**Your instructions:** Carry on the multiple myeloma abstract below from the point where it ends, in the same voice.

Abstract
Multiple myeloma (MM) is an age-dependent neoplasm characterized by clonal expansion of malignant antibody-producing bone marrow plasma cells derived from post-germinal-center B cells. Despite recent improvements in treatment strategies, myeloma remains a difficult-to-cure disease with a 5-year survival rate of ~62%, frequent disease relapse, and acquisition of resistance to standard-of-care drugs. While the proteasome or the immune system are validated targets of myeloma therapy, our laboratory is interested in the development of drug candidates against new molecular targets using a combination of translational bioinformatics and molecular pharmacogenomics in preclinical models of (relapsed/refractory) RR MM. For this purpose, we have designed a novel optimization-regularization-based computational prediction algorithm called “secDrug” to identify therapeutic targets for the management of treatment-resistant cancers. When applied to B-cell malignancies, the secDrug algorithm predicted the pro-survival proteins XIAP, cIAP2, and MCL1 as the top drug targets.

Listing excerpted from a collection
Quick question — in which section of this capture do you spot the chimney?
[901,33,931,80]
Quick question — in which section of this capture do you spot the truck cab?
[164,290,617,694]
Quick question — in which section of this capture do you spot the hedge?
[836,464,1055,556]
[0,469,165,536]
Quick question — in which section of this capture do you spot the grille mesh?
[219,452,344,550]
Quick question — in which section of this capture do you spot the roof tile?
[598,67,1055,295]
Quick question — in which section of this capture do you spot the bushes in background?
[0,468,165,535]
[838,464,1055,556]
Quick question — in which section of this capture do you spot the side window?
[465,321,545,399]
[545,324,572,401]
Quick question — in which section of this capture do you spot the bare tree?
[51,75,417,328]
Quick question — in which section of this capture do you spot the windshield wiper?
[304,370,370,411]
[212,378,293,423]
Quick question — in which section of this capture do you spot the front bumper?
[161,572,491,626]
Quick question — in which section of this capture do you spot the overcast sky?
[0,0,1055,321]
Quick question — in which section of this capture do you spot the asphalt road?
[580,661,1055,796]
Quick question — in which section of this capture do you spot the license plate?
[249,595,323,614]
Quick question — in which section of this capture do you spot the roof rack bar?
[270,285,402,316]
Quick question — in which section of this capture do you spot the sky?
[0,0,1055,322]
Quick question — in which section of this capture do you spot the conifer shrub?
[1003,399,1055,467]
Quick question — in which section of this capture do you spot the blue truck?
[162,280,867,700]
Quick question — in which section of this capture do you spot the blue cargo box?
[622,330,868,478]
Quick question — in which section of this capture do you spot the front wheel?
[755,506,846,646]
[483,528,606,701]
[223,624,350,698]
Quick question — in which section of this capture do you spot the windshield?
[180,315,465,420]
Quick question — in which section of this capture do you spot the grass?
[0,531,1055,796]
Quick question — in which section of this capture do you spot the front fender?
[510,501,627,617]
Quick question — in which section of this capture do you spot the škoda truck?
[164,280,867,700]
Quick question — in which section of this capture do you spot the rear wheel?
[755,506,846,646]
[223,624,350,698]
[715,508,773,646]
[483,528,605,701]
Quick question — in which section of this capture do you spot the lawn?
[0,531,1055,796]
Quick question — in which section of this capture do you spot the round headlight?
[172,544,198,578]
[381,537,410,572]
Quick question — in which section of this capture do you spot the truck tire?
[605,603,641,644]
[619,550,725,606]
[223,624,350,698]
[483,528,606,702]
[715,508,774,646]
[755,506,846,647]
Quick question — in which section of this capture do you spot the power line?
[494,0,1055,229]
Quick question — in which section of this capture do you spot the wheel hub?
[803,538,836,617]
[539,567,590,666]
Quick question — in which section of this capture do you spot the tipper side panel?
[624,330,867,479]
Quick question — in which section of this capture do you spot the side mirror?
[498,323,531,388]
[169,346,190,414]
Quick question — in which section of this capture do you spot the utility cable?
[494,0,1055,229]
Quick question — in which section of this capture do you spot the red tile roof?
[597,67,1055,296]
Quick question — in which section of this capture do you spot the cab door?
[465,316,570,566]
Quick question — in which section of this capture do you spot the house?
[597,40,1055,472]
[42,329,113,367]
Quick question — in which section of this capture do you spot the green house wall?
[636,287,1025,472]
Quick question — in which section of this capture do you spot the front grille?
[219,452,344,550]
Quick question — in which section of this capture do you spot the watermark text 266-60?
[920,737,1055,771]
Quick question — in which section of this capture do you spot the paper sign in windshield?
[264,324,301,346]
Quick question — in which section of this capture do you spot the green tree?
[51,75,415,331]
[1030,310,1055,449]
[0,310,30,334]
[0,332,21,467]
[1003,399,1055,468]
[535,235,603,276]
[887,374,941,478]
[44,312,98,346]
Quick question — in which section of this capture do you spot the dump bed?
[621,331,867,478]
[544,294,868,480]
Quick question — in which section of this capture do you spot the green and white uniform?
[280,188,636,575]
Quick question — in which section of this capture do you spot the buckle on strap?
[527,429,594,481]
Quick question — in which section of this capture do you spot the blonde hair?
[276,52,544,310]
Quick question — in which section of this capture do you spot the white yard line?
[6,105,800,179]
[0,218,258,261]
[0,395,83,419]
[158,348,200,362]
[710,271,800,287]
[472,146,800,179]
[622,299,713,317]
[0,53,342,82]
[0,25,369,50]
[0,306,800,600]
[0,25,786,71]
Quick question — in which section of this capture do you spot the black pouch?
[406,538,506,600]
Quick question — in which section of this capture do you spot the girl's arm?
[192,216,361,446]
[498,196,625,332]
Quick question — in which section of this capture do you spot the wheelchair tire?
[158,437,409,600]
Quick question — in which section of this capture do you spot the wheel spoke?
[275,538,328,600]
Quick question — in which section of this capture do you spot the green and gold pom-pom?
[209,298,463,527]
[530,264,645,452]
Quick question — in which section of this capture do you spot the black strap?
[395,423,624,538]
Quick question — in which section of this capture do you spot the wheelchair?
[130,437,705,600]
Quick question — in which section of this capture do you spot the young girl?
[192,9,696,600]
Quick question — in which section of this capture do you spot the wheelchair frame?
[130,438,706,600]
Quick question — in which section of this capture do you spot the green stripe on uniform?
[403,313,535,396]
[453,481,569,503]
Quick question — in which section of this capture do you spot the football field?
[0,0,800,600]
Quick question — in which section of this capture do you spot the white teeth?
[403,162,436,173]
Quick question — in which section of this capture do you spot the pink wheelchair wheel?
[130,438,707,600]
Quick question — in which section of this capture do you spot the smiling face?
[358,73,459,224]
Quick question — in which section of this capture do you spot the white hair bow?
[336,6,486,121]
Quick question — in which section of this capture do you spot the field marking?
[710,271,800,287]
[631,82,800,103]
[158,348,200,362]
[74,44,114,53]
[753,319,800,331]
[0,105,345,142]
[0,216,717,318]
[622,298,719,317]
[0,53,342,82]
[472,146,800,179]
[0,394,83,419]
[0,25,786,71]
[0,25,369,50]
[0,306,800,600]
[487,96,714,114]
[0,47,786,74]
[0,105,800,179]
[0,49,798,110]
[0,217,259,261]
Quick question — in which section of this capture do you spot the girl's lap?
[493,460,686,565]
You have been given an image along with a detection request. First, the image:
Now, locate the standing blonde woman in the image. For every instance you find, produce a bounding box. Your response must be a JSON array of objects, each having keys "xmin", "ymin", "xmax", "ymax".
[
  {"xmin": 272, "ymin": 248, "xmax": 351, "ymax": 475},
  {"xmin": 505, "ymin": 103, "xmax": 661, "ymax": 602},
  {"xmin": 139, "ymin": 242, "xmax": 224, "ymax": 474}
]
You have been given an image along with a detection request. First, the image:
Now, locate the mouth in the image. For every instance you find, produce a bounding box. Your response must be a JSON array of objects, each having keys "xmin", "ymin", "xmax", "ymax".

**Final answer:**
The DEAD-box RNA helicase protein 5 (DDX5 gene, formerly p68) has been shown to play key roles in the transcriptional regulation of several secDrug-predicted targets in myeloma, including MCL1, XIAP, and cIAP2, as well as c-MYC and mutant-KRAS. DDX5 is a commonly expressed oncoprotein in myeloma (~75% of patients) and is found to be overexpressed in 67-74% of malignant plasma cells compared to normal plasma cells. Furthermore, DDX5 depletion has been shown to induce apoptosis via the selective inhibition of p52 and RNA polymerase II recruitment to p21.
Our group has developed FL118, a novel camptothecin analog, that acts as a molecular degrader that selectively inhibits DDX5. We have designed, synthesized, and validated a series of novel analogs of FL118, including FL77-9, FL77-24, and the fluoroaryl-substituted FL118 derivative 7h (FL77-32), which have shown significant in vitro cytotoxicity and in vivo anti-tumor efficacy in solid tumors and mantle cell lymphoma, with a favorable preclinical toxicity profile in murine models. 7h contains a C-F bond, which can withstand metabolic processes, protecting susceptible sites from oxidative metabolism. Furthermore, incorporation of fluorine atoms enhances fat solubility (LogP=3.81 for FL77-32, compared to LogP=2.83 for FL118), cellular plasma membrane permeability (total polar surface area or tPSA<140 Å2), and target specificity.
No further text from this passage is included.